**PROBLEM DETAILS:** Please pick out and copy every line in the entries below that contains the word "dish". Case counts.

─── DATA FOR THE TASK

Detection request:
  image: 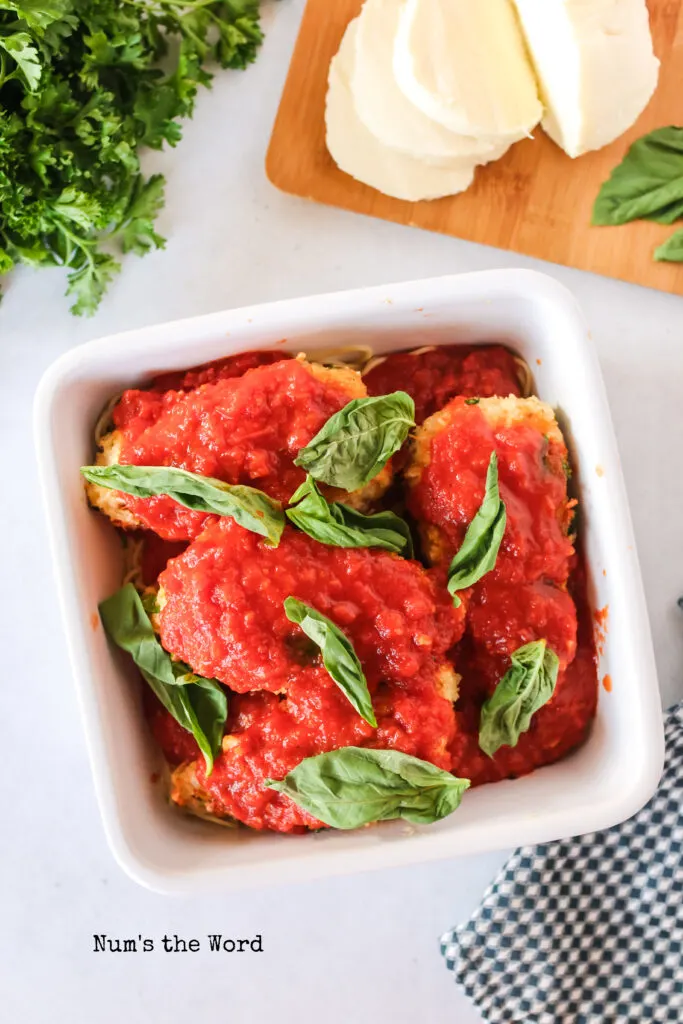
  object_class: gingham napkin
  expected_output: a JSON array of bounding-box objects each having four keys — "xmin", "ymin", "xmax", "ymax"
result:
[{"xmin": 441, "ymin": 703, "xmax": 683, "ymax": 1024}]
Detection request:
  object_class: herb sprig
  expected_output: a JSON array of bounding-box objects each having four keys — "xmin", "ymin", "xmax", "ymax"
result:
[{"xmin": 0, "ymin": 0, "xmax": 262, "ymax": 315}]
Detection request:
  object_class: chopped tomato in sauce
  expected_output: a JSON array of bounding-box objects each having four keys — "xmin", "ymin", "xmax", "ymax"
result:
[
  {"xmin": 159, "ymin": 518, "xmax": 464, "ymax": 692},
  {"xmin": 148, "ymin": 349, "xmax": 291, "ymax": 392},
  {"xmin": 409, "ymin": 399, "xmax": 573, "ymax": 585},
  {"xmin": 135, "ymin": 346, "xmax": 598, "ymax": 833},
  {"xmin": 362, "ymin": 345, "xmax": 521, "ymax": 423},
  {"xmin": 113, "ymin": 359, "xmax": 358, "ymax": 541}
]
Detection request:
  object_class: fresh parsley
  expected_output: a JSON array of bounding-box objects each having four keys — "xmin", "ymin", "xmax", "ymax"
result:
[{"xmin": 0, "ymin": 0, "xmax": 262, "ymax": 315}]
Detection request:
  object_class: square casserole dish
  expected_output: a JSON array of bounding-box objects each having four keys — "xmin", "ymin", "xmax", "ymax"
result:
[{"xmin": 35, "ymin": 270, "xmax": 664, "ymax": 893}]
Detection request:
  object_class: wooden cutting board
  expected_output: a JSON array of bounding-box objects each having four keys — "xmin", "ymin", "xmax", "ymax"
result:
[{"xmin": 266, "ymin": 0, "xmax": 683, "ymax": 295}]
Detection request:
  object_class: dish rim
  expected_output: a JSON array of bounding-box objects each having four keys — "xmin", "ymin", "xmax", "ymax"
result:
[{"xmin": 34, "ymin": 269, "xmax": 664, "ymax": 893}]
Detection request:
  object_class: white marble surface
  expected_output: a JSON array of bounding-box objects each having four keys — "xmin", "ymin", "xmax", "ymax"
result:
[{"xmin": 0, "ymin": 0, "xmax": 683, "ymax": 1024}]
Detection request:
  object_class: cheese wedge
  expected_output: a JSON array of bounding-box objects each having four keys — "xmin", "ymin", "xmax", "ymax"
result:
[
  {"xmin": 325, "ymin": 18, "xmax": 476, "ymax": 202},
  {"xmin": 351, "ymin": 0, "xmax": 511, "ymax": 163},
  {"xmin": 515, "ymin": 0, "xmax": 659, "ymax": 157},
  {"xmin": 394, "ymin": 0, "xmax": 543, "ymax": 137}
]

──────

**WRITTEN RESPONSE:**
  object_class: square casserole dish
  object_class: dish rim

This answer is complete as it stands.